**Exercise**
Repeat each entry exactly and drop the pictures.

(Records)
□ □ □ □
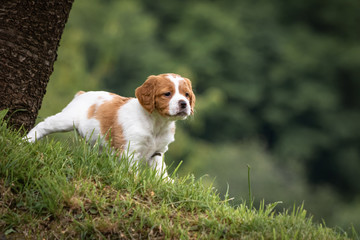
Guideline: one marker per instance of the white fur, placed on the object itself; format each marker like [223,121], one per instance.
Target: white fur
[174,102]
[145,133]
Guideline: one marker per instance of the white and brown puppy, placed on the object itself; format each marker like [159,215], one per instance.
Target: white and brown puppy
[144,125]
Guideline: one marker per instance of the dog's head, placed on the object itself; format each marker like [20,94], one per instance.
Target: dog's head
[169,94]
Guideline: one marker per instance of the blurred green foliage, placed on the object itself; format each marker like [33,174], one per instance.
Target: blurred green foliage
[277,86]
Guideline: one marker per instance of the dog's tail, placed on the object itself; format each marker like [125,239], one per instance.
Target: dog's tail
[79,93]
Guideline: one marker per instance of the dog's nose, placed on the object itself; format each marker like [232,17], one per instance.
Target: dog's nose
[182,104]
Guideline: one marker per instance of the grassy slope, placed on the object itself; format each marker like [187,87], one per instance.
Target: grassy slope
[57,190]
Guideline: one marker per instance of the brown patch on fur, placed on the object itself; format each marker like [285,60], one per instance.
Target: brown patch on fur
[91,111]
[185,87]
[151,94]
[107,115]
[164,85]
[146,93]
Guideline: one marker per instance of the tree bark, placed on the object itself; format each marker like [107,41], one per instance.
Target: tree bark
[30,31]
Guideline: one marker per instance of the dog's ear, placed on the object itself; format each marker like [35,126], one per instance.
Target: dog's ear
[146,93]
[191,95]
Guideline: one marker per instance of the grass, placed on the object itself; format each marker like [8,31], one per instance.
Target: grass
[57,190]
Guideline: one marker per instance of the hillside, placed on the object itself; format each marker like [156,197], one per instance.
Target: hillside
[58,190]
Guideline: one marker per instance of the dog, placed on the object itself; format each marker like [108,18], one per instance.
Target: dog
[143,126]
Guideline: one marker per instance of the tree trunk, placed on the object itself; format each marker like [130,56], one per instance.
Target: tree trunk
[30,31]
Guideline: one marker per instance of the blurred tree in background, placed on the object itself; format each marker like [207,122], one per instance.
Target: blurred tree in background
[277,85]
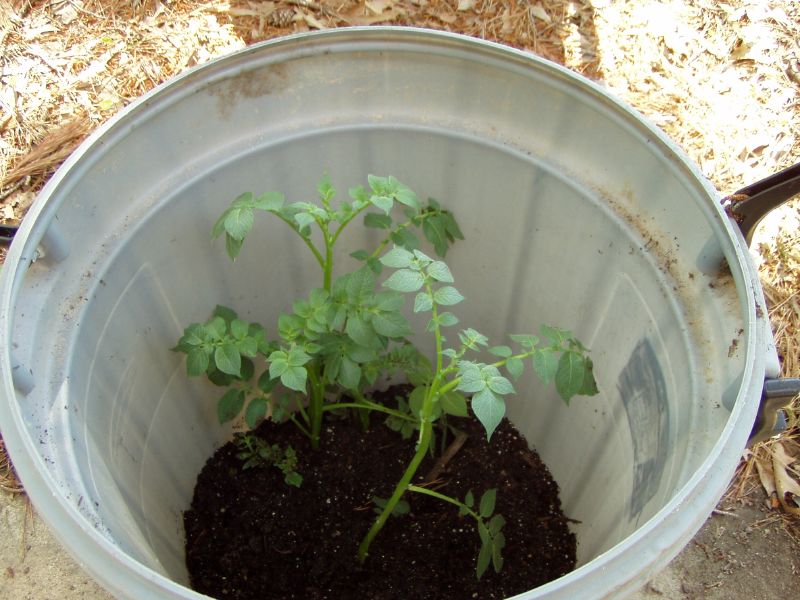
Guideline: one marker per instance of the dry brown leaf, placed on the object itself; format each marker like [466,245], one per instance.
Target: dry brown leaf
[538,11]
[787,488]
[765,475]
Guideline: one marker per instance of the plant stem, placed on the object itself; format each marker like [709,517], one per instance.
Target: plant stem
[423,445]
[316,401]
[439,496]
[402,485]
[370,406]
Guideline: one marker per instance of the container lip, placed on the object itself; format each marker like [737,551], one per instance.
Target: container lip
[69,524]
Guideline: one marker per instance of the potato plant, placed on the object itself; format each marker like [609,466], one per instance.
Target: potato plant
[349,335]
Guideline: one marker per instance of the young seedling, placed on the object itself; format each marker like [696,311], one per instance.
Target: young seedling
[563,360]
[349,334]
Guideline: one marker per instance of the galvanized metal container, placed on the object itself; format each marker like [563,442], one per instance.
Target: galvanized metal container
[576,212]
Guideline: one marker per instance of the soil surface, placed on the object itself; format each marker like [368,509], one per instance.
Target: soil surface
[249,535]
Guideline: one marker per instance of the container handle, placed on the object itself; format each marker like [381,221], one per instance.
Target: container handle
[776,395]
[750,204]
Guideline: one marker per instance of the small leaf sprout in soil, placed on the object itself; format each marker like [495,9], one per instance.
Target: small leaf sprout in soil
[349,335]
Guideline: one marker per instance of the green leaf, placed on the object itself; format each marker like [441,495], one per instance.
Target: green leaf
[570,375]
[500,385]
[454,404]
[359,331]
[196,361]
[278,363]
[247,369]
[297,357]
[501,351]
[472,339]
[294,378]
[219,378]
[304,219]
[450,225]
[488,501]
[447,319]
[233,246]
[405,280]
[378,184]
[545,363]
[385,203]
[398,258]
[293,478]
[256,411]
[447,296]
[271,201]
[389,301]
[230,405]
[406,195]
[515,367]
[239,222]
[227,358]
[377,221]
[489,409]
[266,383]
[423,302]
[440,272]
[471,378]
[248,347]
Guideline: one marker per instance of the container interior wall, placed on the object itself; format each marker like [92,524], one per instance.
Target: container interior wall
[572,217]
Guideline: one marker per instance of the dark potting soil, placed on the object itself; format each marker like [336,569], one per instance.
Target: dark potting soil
□ □ □ □
**Response**
Guideline: one marker per instance of the white fur, placed on the object itself; format each marker like [223,121], one per instance.
Target: white fur
[174,102]
[145,133]
Guideline: one marker per instance of the white and brown puppy, placed on the object itself; format each marker like [159,215], one per instance.
Target: white and brown puppy
[144,125]
Guideline: one marker per instance of the dog's head, placed on the object itself; format each marker like [20,94], one per instance.
Target: dog's head
[169,94]
Guideline: one marker per instance of the blurred green foliage, placed on the object itself; format each marker like [33,174], one per instance.
Target: blurred green foliage
[277,86]
Guideline: one marker per instance of the dog's tail, placed on the object itself; format each marker like [125,239], one per instance.
Target: dog's tail
[79,93]
Guideline: one marker per instance of the dog's nose, placed on the object itself; format each marker like [232,17], one per instance.
Target: dog's nose
[182,104]
Guideline: one marker per instance of the grassy slope, placed on the object itself; format each marker like [187,87], one per instance.
Target: grassy slope
[57,190]
Guideline: one marker per instance of the brown patch on fur, placed on the object itself; format each marker like [285,60], one per instance.
Target: brown patch on fur
[91,111]
[185,87]
[151,94]
[107,115]
[164,85]
[146,93]
Guideline: one marker per instance of the tree bark, placed on the object itself; format each marker like [107,41], one per instance.
Target: tree bark
[30,31]
Guideline: one marker per instance of the dog's ear, placed on the object itself; format each marker like [35,126], one per instance.
Target: dog's ear
[146,93]
[191,95]
Guideline: one marker per instance of the grass, placed on the object itself; format each marker like [8,31], one per instance.
Target: grass
[57,190]
Guideline: one marker per instance of the hillside, placed on the object itself; format each marker like [156,197], one per instance.
Target: hillside
[58,190]
Guideline: one marker per instance of the dog, placed on the object itself; format each marker like [108,18], one per instance.
Target: dog
[143,126]
Guideline: one marker per instance of the tree trunk, placed on the object itself; format each marker like [130,56], one per instance.
Target: tree trunk
[30,31]
Guideline: one marker per instance of the blurred tree in background, placed on the object itself; format each marker like [207,122], one per instance.
Target: blurred tree in background
[277,85]
Guideline: one marker per instance of the dry brown leaf, placed on the object itself; format each marker like [466,245], one per instance.
Target: dry brown leaf
[538,11]
[787,488]
[765,475]
Guideline: one marker per instance of the plant stem, placed on the object itself; format each marker like [709,517], one per instance.
Target: plant stem
[423,445]
[316,401]
[439,496]
[402,485]
[370,406]
Guideline: one marker per instance of the container lip, placed on the object itself; format each marker like [737,551], one per instance.
Target: container lip
[69,524]
Guideline: one marker per instance of the potato plant, placed on the object itself; format each marker like [609,466], one per instance.
Target: potato plant
[349,335]
Guideline: one marker per instance of the young seedling, placed on the object itself; format each marker like [696,311], one per instance.
Target: young seedling
[563,360]
[349,334]
Guideline: one marker per instance of the galvanized metal container, placed on the object itself; format each marker like [563,442], one per instance.
Target: galvanized metal container
[576,212]
Guideline: one marker per instance of the soil surface, placed on the object itself; format each marker like [368,509], one per instance.
Target: soil surface
[249,535]
Guideline: one marker per instance of the container handle, placed on the object itself; format each marker like [381,221], one per instance.
Target: container handle
[776,395]
[750,204]
Guideline: one marker per instance of the small leaf sprout in soil, placed on the object itself; format each marker like [495,9], one per instance.
Target: small leaf sprout in soil
[349,335]
Guideline: one marker per instance of the green leaf, placed on the object itself; format each marker like [441,495], one per instance.
Target: green leaf
[570,375]
[500,385]
[454,404]
[359,331]
[196,361]
[278,363]
[247,369]
[297,357]
[501,351]
[472,339]
[294,378]
[219,378]
[304,219]
[450,225]
[488,501]
[447,319]
[233,246]
[405,280]
[378,184]
[545,363]
[385,203]
[398,258]
[293,478]
[256,411]
[447,296]
[271,201]
[389,301]
[230,405]
[406,195]
[515,367]
[239,222]
[227,358]
[377,221]
[489,409]
[266,383]
[423,302]
[440,272]
[471,378]
[248,347]
Guideline: one marker per instance of the container interior wall, placed on the object itself; format each marker like [92,524], one per instance.
Target: container interior wall
[572,217]
Guideline: one marker per instance of the dark potting soil, placed on the object itself; format each marker like [336,569], one per instance.
Target: dark potting soil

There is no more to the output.